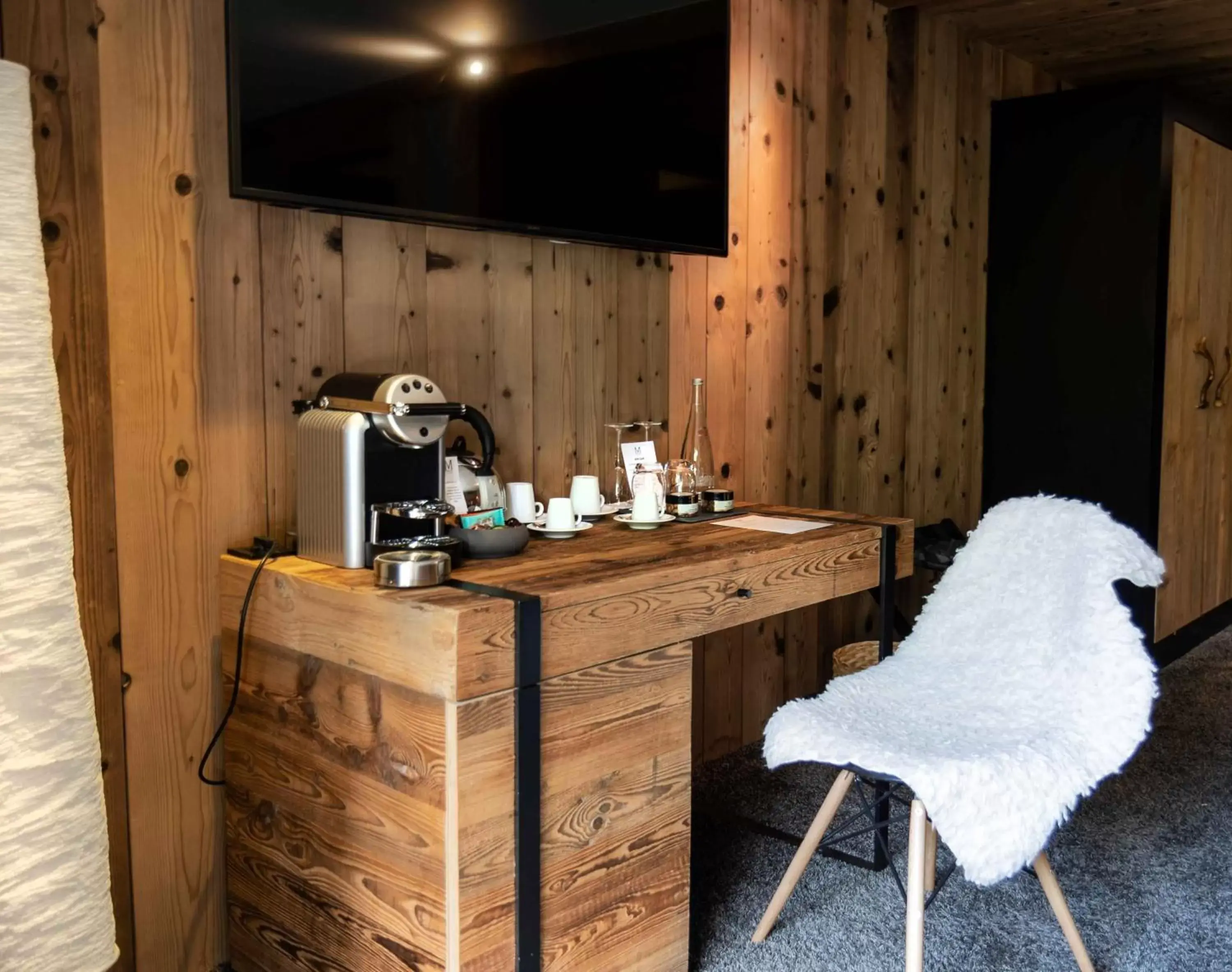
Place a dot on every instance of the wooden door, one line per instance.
(1195, 494)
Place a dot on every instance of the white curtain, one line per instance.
(55, 882)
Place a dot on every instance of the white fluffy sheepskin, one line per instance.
(1022, 686)
(55, 881)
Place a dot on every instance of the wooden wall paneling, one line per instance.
(555, 376)
(188, 397)
(1022, 79)
(1193, 488)
(688, 341)
(931, 472)
(385, 296)
(980, 69)
(302, 323)
(805, 449)
(656, 327)
(726, 322)
(55, 41)
(767, 348)
(901, 32)
(1215, 295)
(688, 362)
(510, 398)
(634, 270)
(459, 318)
(594, 286)
(841, 621)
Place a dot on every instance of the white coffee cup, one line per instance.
(646, 507)
(586, 495)
(560, 514)
(522, 503)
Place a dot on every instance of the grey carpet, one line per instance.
(1146, 864)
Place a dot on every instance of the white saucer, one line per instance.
(540, 527)
(608, 509)
(627, 519)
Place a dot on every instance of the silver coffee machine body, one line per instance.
(366, 440)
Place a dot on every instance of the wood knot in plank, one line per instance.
(434, 260)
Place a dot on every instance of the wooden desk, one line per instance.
(371, 764)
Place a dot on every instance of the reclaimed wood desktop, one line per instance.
(371, 759)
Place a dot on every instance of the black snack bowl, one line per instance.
(485, 545)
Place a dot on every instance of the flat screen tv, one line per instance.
(600, 121)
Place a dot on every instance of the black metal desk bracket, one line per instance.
(528, 770)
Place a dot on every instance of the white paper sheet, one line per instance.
(770, 524)
(637, 454)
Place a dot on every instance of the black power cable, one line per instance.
(239, 663)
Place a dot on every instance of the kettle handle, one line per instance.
(471, 416)
(476, 419)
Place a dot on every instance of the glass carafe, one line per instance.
(696, 449)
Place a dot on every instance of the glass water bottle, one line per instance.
(696, 447)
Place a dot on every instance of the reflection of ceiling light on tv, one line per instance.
(388, 47)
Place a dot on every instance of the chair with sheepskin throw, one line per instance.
(1023, 684)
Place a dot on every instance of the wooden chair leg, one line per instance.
(805, 854)
(1053, 890)
(916, 865)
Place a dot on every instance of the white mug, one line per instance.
(523, 505)
(646, 507)
(560, 514)
(586, 495)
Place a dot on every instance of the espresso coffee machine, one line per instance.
(369, 440)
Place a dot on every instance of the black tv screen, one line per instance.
(591, 120)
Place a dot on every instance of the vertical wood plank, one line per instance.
(767, 338)
(901, 32)
(554, 348)
(931, 470)
(459, 317)
(512, 396)
(184, 302)
(634, 290)
(658, 310)
(302, 321)
(805, 477)
(595, 355)
(385, 296)
(53, 40)
(687, 345)
(726, 322)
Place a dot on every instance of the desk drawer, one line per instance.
(592, 632)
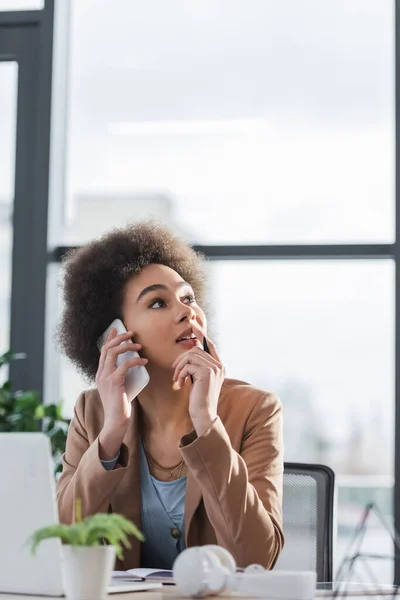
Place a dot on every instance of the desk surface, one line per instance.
(170, 592)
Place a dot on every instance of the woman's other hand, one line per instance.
(208, 374)
(110, 381)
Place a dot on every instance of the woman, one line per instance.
(196, 458)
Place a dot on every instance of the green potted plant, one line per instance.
(24, 411)
(88, 562)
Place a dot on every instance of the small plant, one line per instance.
(91, 531)
(24, 411)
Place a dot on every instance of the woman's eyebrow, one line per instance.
(158, 286)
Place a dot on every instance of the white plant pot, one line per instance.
(87, 571)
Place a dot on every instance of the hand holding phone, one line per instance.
(136, 376)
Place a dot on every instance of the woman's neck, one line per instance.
(164, 410)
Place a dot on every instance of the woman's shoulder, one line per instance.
(240, 396)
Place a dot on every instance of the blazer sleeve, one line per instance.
(83, 476)
(242, 492)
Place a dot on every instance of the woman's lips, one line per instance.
(190, 343)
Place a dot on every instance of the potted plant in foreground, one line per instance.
(88, 562)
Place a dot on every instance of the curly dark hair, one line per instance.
(94, 278)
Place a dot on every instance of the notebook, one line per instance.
(151, 575)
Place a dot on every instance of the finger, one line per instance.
(187, 370)
(195, 359)
(103, 351)
(195, 350)
(113, 353)
(213, 350)
(118, 339)
(127, 364)
(199, 331)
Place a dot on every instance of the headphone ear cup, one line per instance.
(199, 571)
(225, 557)
(218, 573)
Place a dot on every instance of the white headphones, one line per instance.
(211, 570)
(204, 570)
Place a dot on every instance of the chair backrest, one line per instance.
(308, 516)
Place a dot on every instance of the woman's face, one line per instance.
(160, 308)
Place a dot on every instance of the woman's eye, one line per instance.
(158, 303)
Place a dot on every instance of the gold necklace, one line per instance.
(160, 467)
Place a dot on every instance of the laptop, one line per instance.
(28, 502)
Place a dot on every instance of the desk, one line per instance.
(170, 592)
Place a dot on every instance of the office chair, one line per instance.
(308, 517)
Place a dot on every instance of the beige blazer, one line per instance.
(234, 482)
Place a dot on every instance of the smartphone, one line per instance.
(137, 377)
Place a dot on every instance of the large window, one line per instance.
(8, 112)
(231, 122)
(270, 122)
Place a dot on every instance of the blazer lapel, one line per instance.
(127, 497)
(192, 500)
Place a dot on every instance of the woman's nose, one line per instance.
(186, 312)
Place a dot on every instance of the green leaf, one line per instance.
(39, 412)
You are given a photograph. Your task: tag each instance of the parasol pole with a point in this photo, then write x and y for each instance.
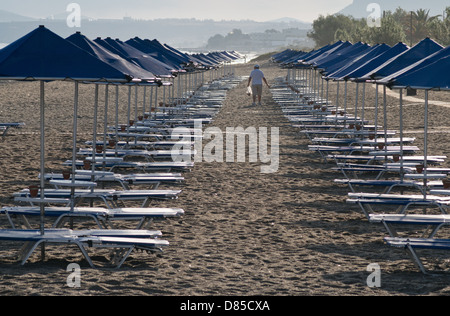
(42, 207)
(425, 145)
(74, 147)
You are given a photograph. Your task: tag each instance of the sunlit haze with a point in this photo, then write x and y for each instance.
(261, 10)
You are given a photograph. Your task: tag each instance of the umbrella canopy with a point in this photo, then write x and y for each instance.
(374, 63)
(343, 72)
(423, 49)
(136, 56)
(110, 58)
(416, 66)
(43, 55)
(431, 77)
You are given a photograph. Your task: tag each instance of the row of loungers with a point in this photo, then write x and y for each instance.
(67, 200)
(364, 155)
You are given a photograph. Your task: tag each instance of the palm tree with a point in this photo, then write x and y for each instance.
(420, 24)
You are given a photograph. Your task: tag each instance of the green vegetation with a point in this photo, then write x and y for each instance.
(398, 26)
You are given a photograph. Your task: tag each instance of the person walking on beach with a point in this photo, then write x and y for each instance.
(256, 79)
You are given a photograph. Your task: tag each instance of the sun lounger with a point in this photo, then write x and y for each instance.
(5, 127)
(103, 217)
(111, 198)
(144, 166)
(125, 180)
(367, 200)
(148, 155)
(402, 205)
(386, 185)
(124, 242)
(433, 222)
(411, 245)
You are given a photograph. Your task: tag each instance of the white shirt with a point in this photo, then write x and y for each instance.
(257, 76)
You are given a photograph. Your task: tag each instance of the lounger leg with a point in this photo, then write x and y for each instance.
(27, 250)
(392, 232)
(416, 259)
(86, 255)
(120, 256)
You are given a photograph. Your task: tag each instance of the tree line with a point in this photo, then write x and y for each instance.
(399, 26)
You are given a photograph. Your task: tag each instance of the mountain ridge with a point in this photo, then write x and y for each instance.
(358, 9)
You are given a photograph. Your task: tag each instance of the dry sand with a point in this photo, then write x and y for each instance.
(244, 233)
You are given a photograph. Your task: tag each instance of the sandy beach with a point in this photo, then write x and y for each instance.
(244, 233)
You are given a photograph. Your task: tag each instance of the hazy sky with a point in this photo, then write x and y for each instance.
(261, 10)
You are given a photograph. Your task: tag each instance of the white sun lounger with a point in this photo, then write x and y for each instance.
(109, 197)
(433, 222)
(124, 242)
(144, 166)
(411, 245)
(125, 180)
(103, 217)
(148, 155)
(5, 127)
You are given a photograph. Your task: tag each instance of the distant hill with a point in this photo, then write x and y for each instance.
(290, 20)
(358, 8)
(187, 33)
(6, 16)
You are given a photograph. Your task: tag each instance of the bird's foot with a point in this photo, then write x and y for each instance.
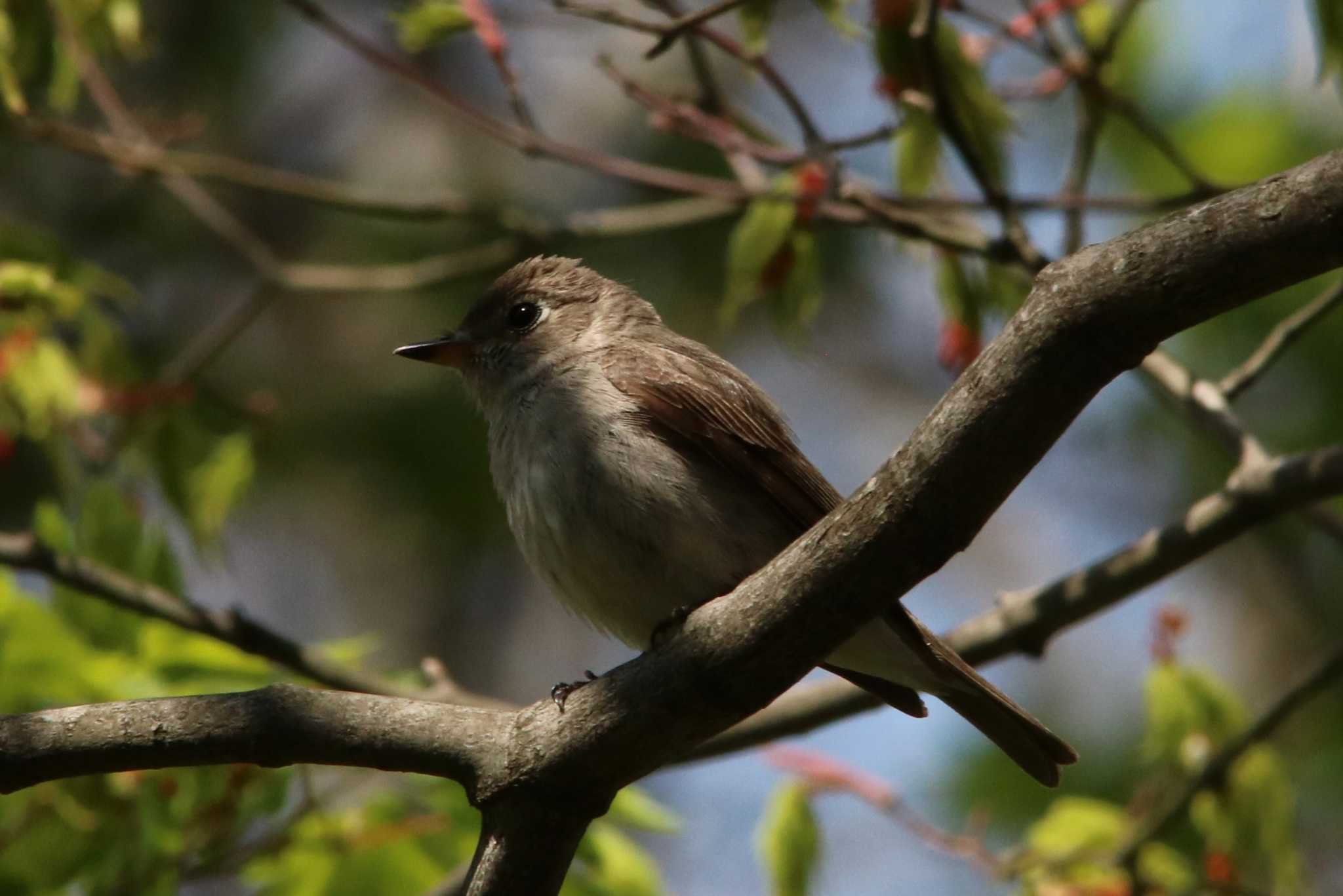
(662, 631)
(561, 692)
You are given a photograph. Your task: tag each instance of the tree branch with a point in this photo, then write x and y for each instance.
(1214, 773)
(275, 726)
(23, 551)
(1089, 317)
(1279, 340)
(1028, 619)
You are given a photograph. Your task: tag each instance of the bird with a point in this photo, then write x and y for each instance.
(642, 475)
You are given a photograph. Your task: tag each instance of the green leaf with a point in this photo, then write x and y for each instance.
(52, 528)
(1166, 870)
(11, 92)
(835, 12)
(789, 840)
(214, 488)
(962, 296)
(430, 22)
(1075, 827)
(127, 26)
(637, 809)
(762, 231)
(1095, 19)
(753, 18)
(43, 385)
(917, 149)
(30, 282)
(1189, 715)
(803, 290)
(1329, 31)
(981, 113)
(618, 865)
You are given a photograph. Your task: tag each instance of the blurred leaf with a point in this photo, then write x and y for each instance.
(757, 239)
(835, 12)
(637, 809)
(789, 840)
(11, 92)
(430, 22)
(51, 527)
(753, 16)
(917, 147)
(1094, 20)
(26, 281)
(1212, 821)
(216, 484)
(616, 864)
(43, 385)
(127, 26)
(802, 290)
(1189, 715)
(1166, 870)
(980, 112)
(1076, 827)
(1329, 31)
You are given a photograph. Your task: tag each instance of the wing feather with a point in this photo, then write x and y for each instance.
(696, 397)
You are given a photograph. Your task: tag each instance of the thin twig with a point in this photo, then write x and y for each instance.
(1205, 403)
(689, 22)
(510, 134)
(1279, 340)
(23, 551)
(925, 31)
(1214, 773)
(759, 64)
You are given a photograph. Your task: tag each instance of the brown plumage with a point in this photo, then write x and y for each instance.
(642, 473)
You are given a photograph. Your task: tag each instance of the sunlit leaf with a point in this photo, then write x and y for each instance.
(1329, 30)
(835, 12)
(634, 808)
(1095, 19)
(1166, 868)
(762, 231)
(802, 290)
(1077, 825)
(616, 864)
(430, 22)
(917, 148)
(216, 485)
(11, 92)
(753, 18)
(789, 840)
(43, 385)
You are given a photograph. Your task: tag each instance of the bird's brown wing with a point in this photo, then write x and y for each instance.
(697, 399)
(693, 397)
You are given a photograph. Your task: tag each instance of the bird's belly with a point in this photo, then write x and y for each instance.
(621, 527)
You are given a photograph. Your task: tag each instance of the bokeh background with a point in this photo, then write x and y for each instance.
(371, 513)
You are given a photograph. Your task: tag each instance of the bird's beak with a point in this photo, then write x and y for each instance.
(453, 349)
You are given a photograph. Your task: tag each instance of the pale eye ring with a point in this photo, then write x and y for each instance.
(523, 316)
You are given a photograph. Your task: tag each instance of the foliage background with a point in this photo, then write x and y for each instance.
(355, 485)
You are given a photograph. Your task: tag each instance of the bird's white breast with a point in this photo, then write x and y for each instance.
(611, 516)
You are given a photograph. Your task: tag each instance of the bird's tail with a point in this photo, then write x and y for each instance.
(1018, 734)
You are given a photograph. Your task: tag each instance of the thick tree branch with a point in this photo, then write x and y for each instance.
(23, 551)
(275, 726)
(1088, 319)
(1290, 330)
(1028, 619)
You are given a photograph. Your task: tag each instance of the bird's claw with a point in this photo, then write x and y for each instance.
(561, 692)
(662, 631)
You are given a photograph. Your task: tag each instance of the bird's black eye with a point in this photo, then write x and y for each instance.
(523, 315)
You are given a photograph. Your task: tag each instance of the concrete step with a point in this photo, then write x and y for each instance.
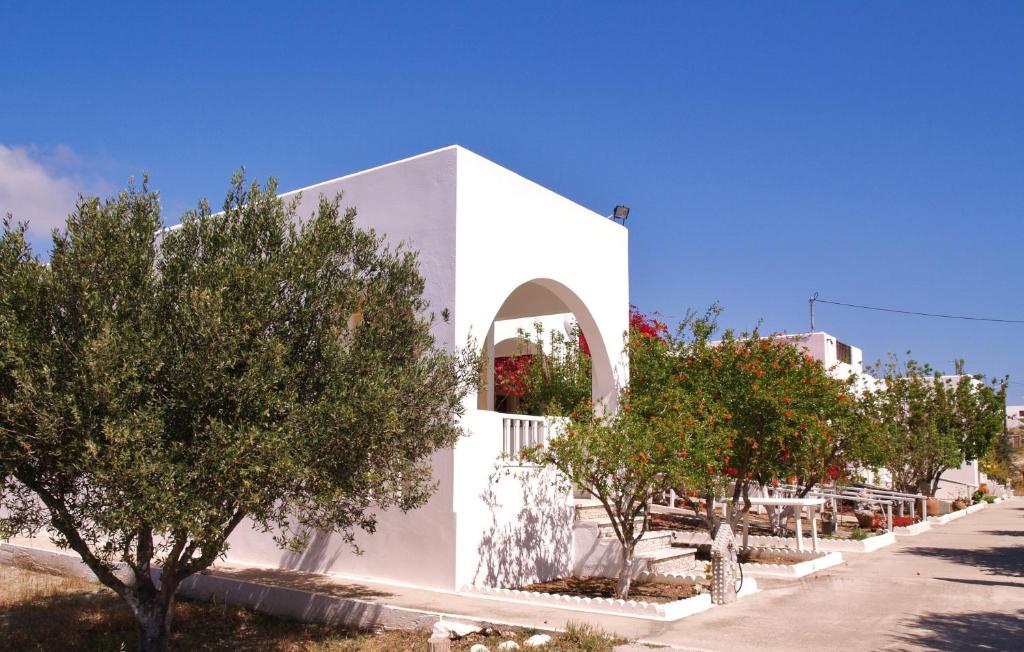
(604, 525)
(671, 560)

============

Exercise objective: Retype, without any picture, exactly the lines from the one with "the bird's tail" through the end of the entries, inclusive.

Finished answer:
You are given a photograph. Your task: tag each instance of the bird's tail with a point in this photo, then write x and y for each instance.
(1018, 734)
You are given a photograph. Your task: tag each instance of the thick tree branch with a point in this photo, then write x and y for each instance.
(23, 551)
(275, 726)
(1088, 319)
(1290, 330)
(1028, 619)
You are given a photograph. Your task: tag each instance of the bird's claw with a point in this photo, then write x and y for each instance.
(561, 692)
(662, 631)
You are given a photograph. Your task: tag each instance of the bird's black eye with a point in this photo, then write x and y for each instance.
(523, 315)
You are given a photograph. Your task: tag each instance of the concrete step with a point in this photo, then write x and y for each instance.
(604, 525)
(671, 560)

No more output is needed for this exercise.